SHORT EXERCISE.
Repeat each line word for word.

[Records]
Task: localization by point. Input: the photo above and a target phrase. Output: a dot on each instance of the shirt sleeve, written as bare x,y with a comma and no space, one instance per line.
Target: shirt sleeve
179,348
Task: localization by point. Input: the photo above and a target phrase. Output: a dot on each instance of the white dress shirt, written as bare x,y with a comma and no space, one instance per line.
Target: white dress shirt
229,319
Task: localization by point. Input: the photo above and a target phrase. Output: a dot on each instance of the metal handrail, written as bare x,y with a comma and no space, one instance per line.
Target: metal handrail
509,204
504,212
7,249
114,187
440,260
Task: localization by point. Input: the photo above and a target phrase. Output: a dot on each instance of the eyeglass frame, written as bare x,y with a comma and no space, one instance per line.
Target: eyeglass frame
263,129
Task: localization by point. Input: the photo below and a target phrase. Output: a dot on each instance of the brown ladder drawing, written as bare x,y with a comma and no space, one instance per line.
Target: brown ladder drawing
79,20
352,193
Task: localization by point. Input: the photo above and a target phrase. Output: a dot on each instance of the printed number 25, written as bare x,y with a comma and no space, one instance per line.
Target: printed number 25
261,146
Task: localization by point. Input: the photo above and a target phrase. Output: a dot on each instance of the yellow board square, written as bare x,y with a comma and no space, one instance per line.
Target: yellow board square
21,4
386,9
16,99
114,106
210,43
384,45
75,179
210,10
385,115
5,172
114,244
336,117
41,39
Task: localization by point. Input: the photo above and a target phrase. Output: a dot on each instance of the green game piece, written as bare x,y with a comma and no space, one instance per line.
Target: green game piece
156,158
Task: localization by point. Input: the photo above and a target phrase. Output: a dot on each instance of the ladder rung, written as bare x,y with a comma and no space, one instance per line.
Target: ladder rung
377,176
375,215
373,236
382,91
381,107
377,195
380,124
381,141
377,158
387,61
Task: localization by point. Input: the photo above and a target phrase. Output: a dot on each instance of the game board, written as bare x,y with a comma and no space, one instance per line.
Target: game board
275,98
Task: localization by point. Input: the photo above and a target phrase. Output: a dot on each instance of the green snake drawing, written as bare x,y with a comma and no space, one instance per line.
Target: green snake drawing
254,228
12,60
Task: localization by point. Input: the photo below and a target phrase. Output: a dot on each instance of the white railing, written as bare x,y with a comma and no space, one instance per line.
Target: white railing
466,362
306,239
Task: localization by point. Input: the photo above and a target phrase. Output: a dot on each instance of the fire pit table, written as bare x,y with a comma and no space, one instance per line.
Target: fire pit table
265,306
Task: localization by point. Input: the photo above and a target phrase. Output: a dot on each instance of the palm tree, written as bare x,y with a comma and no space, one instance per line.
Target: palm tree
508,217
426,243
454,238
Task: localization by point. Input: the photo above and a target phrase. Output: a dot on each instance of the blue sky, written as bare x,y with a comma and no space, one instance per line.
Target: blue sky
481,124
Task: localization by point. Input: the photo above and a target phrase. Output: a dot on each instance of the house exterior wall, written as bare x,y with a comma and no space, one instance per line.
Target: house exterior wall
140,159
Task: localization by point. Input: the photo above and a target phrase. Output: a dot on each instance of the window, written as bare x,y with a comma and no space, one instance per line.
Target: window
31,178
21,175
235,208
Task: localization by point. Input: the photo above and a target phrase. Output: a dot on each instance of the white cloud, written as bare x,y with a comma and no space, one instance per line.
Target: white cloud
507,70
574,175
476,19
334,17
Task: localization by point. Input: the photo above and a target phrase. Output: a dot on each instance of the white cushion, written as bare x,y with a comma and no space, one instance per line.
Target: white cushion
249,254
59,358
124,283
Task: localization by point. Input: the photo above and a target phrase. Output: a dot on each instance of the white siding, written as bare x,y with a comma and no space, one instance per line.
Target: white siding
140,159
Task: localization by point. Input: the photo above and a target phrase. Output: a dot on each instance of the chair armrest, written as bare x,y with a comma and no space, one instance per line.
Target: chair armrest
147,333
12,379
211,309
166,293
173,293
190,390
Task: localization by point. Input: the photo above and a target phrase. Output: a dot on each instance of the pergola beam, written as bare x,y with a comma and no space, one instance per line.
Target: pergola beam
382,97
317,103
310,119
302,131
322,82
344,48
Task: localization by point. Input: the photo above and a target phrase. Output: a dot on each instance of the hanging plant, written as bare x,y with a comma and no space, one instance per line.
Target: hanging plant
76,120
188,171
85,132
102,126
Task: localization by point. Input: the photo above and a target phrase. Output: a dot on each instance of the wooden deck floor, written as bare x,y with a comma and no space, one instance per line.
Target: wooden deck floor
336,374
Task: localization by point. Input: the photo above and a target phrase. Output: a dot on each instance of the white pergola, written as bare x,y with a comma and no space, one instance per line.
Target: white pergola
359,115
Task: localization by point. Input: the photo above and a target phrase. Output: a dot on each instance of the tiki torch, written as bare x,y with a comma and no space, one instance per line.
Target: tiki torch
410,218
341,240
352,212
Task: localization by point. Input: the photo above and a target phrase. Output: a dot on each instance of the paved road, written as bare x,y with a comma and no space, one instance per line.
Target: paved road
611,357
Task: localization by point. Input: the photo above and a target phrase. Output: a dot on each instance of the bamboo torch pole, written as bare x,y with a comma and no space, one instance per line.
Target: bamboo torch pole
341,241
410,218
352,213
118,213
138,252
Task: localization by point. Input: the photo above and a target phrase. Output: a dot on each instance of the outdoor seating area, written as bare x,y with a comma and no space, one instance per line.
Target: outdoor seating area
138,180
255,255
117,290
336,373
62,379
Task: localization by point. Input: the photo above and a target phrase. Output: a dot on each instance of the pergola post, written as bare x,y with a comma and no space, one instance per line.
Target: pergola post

WRITTEN RESPONSE.
Task: localization by point. Input: the photo above and a target phrase. Output: a dot on each instance of the shirt sleeve, written as bare x,y with a comma and no space, one instance per line.
Target: shirt sleeve
179,348
Task: localization by point. Input: the photo above and a target phrase. Output: a dot on each instance of the white dress shirt, written as bare x,y with a comma and no space, one instance per line.
Target: white dress shirt
229,319
Task: localization by point. Input: the photo above and a target phrase. Output: a dot on each instance of the metal handrail, written as bare x,y with a comma and no space, one instance per line.
Target: metal handrail
509,204
504,212
7,249
114,187
440,260
Task: localization by point. Input: the photo above and a target phrase. Output: a dot on each instance of the eyeglass frame, written as bare x,y with a comma and no space, one instance per line.
Target: eyeglass frame
263,129
Task: localization by point. Input: the photo below and a target phrase. Output: a dot on each instance of the brown ladder drawing, written as bare x,y with a comma and no space, one instance per line.
Target: brown ladder drawing
79,20
352,193
Task: localization by point. Input: the photo above and a target phrase. Output: a dot on each instance of the printed number 25, written as bare x,y with a comma and no space, one instance per line.
Target: printed number 25
261,146
Task: localization by point. Input: the photo above and a target phrase. Output: a dot on each instance of the yellow board square, written as bare x,y with a comma and no space, one instance per line.
Target: yellow board square
21,4
386,9
16,99
114,106
210,43
384,45
75,179
210,10
385,115
5,172
114,244
336,117
41,39
Task: localization by point. Input: the photo above and a target phrase. Output: a dot on each instance of the green game piece, written as bare x,y with a comma and no space, one instance per line.
Target: green game piece
156,158
Task: localization by point. Input: the photo above and a target phrase. Output: a dot on each instance of the ladder rung, written as bare x,y with a comma and no space, one instance per line.
Target: ladder rung
377,176
375,215
373,236
382,91
381,107
377,195
380,124
381,141
377,158
387,61
Task: localization by point. Input: the photo above and a target phrase. Output: a dot on each instance of the game board, written as bare x,y with a comma and no space, one instance per line.
Target: game board
275,98
Task: localization by point. Input: the photo above and a target phrase. Output: a dot on each instance of the green snake drawing, written as bare x,y with a comma and no space, one instance per line.
Target: green snake drawing
254,228
12,60
Task: localization by point. Input: the photo below and a target phrase. Output: a dot on each instance of the white railing, written as bare x,y with a comma and no space, one instance per line.
Target: white railing
466,362
306,239
Task: localization by point. Input: the photo above and a target phrase. Output: a dot on each instance of the fire pit table, written as bare x,y with a comma and no space, one instance per line.
Target: fire pit table
265,306
Task: localization by point. Input: the photo above and a target phrase. Output: a dot on each instance of the palm tree, written as bare x,y with a comma and no space, one instance per line.
Target: palm tree
508,217
426,243
454,238
Task: localization by point. Input: the photo above and a target phrase. Output: a dot on each instance of the blue sky, written as bare x,y with a comma and no space, one instance per line.
Target: blue sky
481,124
Task: localization by point. Input: the photo above and a target phrase. Output: a dot on each instance of the house exterior wall, written as bare x,y with a comma and no space, one instance per line.
Target: house exterior wall
140,159
Task: localization by point. Input: the photo above and a target phrase. Output: a dot on each instance of the window, written as bare x,y with a comma and no space, one instance per line.
Target: window
31,178
21,175
235,208
Task: localization by point. Input: the photo above and a target phrase. Output: a dot on each instance of the white cloud, written as bare x,y with a comma and no space, one instance per line.
Target: white cloud
507,70
574,175
476,19
334,17
Task: localization by point. Input: the photo above and a target phrase. Output: a dot on each instance of the white cushion, written as bare x,y with a comma and no space, one instance per line.
Target: white cushion
249,254
59,358
124,283
Task: localization by point. Input: the photo above and a target phrase. Output: a dot on each instance of the white siding, written as bare x,y with a comma and no space, one instance per line.
Target: white siding
140,159
Task: localization by point. Input: the photo above and a target phrase. Output: a dot on each instance of the chair armrest, written as bare x,y with a comma and no space, one instance per line.
Target: chair armrest
147,333
12,379
211,309
166,293
173,293
190,390
Task: localization by point. Input: the photo above and a target phrase. Output: a dot on each instance of the pergola beam, written as bare x,y with a comma and no space, one instance per line.
Target: pergola beam
382,97
317,103
310,119
302,131
322,82
344,48
Task: localization by point. Input: the photo above and a target phrase. Output: a dot on each instance of the hanging plant, written as bare x,y with a comma and no space, one instance per line.
Target: hanging plant
76,120
188,171
85,132
102,126
Task: localization by point. Input: the photo above and a target phrase. Output: a dot on each instance of the wooden deck floor, written as bare x,y with a comma and no space, one instance per line.
Target: wooden deck floor
336,374
Task: localization by point. Input: the photo above and a target phrase. Output: a dot on each instance of the white pergola, written as bare x,y with a comma and no space, one instance per line.
Target: white pergola
359,115
Task: localization by point. Input: the photo above and a target phrase. Output: a dot on each instance of the tiki torch, written as bare x,y with a comma and no space, one instance per line.
Target: tiki torch
410,218
341,240
352,212
Task: localization by point. Input: the photo above and a target phrase. Output: a dot on each instance of the paved road, written as bare x,y with a comma and no space, one instance per line.
Target: paved road
611,357
Task: localization by point. Input: the photo above and a target phrase. Output: a dot on each instance of the bamboo torch pole, written as bare x,y with a comma and no space, one instance per line.
Target: bamboo torch pole
341,241
410,218
352,213
118,213
138,252
Task: localization by point. Input: the photo above and a target phrase. Output: a dot on each instance of the outdoor seating area, written as bare x,y with a comma and no space, one instance per line.
Target: outdoor seating area
138,180
255,255
117,290
336,373
62,379
Task: localization by point. Input: the photo above and a target phrase. Output: a dot on each instance of the pergola post, written as bare x,y with a comma and no space, one instance per line.
Target: pergola post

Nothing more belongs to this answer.